- Stored data
....
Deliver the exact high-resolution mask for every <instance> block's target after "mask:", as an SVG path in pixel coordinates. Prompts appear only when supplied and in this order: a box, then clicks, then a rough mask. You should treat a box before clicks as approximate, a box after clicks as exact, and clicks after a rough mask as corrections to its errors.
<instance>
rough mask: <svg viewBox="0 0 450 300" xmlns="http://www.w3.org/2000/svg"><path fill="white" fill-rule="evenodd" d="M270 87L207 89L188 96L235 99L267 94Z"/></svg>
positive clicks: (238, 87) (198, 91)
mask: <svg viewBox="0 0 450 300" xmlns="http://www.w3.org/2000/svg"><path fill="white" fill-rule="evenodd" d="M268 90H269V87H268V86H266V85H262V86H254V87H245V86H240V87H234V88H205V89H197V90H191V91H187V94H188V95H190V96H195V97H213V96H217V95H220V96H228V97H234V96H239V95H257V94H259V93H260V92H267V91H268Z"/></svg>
....
Write the records out again, character for character.

- Output of the exercise
Deliver the exact high-resolution mask for every <instance> block's target after "mask:", as an SVG path in pixel coordinates. Prompts appear only when supplied and in this order: a box, then clicks, then a rough mask. You should treat a box before clicks as approximate, a box after clicks as exact, and clicks after a rough mask as corrections to its errors.
<instance>
rough mask: <svg viewBox="0 0 450 300" xmlns="http://www.w3.org/2000/svg"><path fill="white" fill-rule="evenodd" d="M270 87L207 89L188 96L235 99L267 94Z"/></svg>
positive clicks: (238, 87) (198, 91)
mask: <svg viewBox="0 0 450 300" xmlns="http://www.w3.org/2000/svg"><path fill="white" fill-rule="evenodd" d="M268 90H269V87H268V86H266V85H262V86H254V87H245V86H240V87H234V88H205V89H197V90H191V91H187V94H188V95H190V96H195V97H213V96H217V95H220V96H228V97H234V96H239V95H257V94H259V93H260V92H267V91H268Z"/></svg>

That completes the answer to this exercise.